— Explore the material —
1 – Answer these questions from the court report on AIB's debt claims against Mr O'Reilly:
(a) At roughly what amount does Indexia's debt now stand?
(b) According to Mr Harris, why is Brookside's debt still €4.2m?
(c) Above what value must asset transfers be for the bank to want details of them on oath, and over what period?
2 – Extend the court report on AIB's debt claims against Mr O'Reilly by writing what comes after its final paragraph.

— Source document —

=== Begin Enclosure ===

His doctor in New York said last month the 79-year-old should not travel for at least the next two months, AIB says.

Judgments for €18.5m and €4.1m respectively were also entered last June against two of Mr O’Reilly’s investment vehicles, Cyprus-registered Indexia Holdings and Brookside Investments Ltd.

Indexia’s debt now stands at around €10m following the sale of 8.9 million shares in Independent News and Media for €1.5m, AIB senior manager Mark Harris said in an affidavit.

Brookside’s debt is still €4.2m because an estate in Glandore in Cork, Shorecliffe House, which was Mr O’Reilly’s Irish home, has not yet been sold, Mr Harris said.

Receivers were appointed to sell Shorecliffe but it remains on the market and it is hoped to find a buyer in the near future, he added.

While those measures to meet the debt have taken place, Mr Harris said Mr O’Reilly and the two companies have failed or refused to consensually disclose other financial information.

As a result, AIB brought an application before Mr Justice Brian McGovern for an order that Mr O’Reilly and others connected with the companies attend before the Commercial Court to be examined in relation to any other assets.

The matter was adjourned to next month.

The bank seeks orders that Mr O’Reilly disclose records and accounts relating to the following companies: Galicia Management Ltd, Birchfield Holdings Ltd, Balinae Enterprises Ltd, Araphoe Investments Ltd, Glandore Ltd, Arquette Ltd, Collins Hill Investments Ltd and Halsey Investments (Cayman) Ltd.

It also wants him to disclose details on oath of any asset transfers, worth more than €10,000, made within the last five years.

The banks also wants orders allowing it examine under oath Elena Mixahlidou and Xrista Theodrou, directors of Indexia, along with company secretary Eirene Loytee. It also seeks up-to-date accounts from Indexia.

It also seeks to examine Pauline O’Donovan, director of Brookside and company secretary/director James Kelly, and also wants copies of its latest audited accounts.

It wants an order requiring the defendants to furnish charts displaying the ownership structure of any assets indirectly and/or beneficially held by intermediate companies.

=== End Enclosure ===

— Records provided —
=== Begin Enclosure ===

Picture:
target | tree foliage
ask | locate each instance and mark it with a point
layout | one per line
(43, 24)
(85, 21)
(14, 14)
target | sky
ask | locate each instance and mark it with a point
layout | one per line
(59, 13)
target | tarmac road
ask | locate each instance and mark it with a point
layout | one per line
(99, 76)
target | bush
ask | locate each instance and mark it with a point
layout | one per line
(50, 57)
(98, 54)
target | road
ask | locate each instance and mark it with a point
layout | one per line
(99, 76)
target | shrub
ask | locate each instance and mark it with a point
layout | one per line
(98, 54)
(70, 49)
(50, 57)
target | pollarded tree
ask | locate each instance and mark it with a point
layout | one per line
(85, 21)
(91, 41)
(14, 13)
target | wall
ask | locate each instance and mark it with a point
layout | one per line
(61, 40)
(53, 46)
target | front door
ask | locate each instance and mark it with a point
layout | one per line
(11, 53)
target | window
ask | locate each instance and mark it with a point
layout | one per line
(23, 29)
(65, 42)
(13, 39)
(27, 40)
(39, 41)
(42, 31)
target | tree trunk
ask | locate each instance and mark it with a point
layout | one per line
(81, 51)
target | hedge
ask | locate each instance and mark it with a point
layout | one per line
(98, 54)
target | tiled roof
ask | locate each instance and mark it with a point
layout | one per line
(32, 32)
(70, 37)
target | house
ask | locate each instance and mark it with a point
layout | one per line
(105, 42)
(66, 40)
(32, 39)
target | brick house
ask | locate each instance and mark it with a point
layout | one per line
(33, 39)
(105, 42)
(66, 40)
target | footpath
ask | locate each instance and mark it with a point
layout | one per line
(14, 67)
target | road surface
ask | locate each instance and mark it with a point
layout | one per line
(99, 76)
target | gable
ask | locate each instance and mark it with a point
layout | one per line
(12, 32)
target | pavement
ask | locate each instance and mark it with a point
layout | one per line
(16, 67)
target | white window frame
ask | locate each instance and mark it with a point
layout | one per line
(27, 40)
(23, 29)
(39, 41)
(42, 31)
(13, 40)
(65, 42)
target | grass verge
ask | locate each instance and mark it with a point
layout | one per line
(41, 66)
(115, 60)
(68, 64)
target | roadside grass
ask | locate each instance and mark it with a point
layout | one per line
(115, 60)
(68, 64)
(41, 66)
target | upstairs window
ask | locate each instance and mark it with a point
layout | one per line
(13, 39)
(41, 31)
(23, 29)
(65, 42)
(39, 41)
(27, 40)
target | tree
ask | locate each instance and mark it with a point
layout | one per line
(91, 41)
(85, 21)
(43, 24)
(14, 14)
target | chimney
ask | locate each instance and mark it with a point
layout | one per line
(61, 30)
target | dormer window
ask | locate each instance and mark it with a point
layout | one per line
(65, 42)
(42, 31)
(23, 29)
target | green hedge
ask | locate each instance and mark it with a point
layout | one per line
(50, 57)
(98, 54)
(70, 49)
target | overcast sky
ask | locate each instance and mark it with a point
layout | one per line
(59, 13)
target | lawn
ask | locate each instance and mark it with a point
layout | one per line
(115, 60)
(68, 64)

=== End Enclosure ===

— Expected responses —
1 –
(a) Around €10m.
(b) The estate at Glandore in Cork, Shorecliffe House, has not yet been sold.
(c) Transfers worth more than €10,000, made within the last five years.

2 –
Mr Harris says he met Bernard Somers, a representative of Mr O'Reilly and the two companies, last July when details were sought about their financial affairs. He said Mr Somers refused to provide those unless a stand-still agreement, in relation to recovery of the debt, for a certain period, could be arranged.

Mr Harris said this was not acceptable to AIB and correspondence followed. As of last month, the defendants’ solicitors had failed to provide documentation sought in relation to their financial affairs, Mr Harris said.

The defendants had said Indexia is to be placed in a creditor’s voluntary winding up which will affect Brookside as it is a subsidiary of Indexia.

Mr O’Reilly himself is proposing a “composition with his creditors under Bahamian law in the near future”, Mr Harris added.

His solicitors had also written saying Mr O’Reilly had arranged a meeting of his creditors in London on April 30th last at which an extraordinary resolution was to be proposed resolving to accept a composition with his creditors in satisfaction of their debts.

The solicitors also provided a statement of his assets and liabilities along with a medical report from a doctor in New York, dated April 14th, stating Mr O’Reilly should not travel for at least the next two months.

Mr Harris said he believes there are no impediments to the bank proceeding to have Mr O’Reilly examined before the court.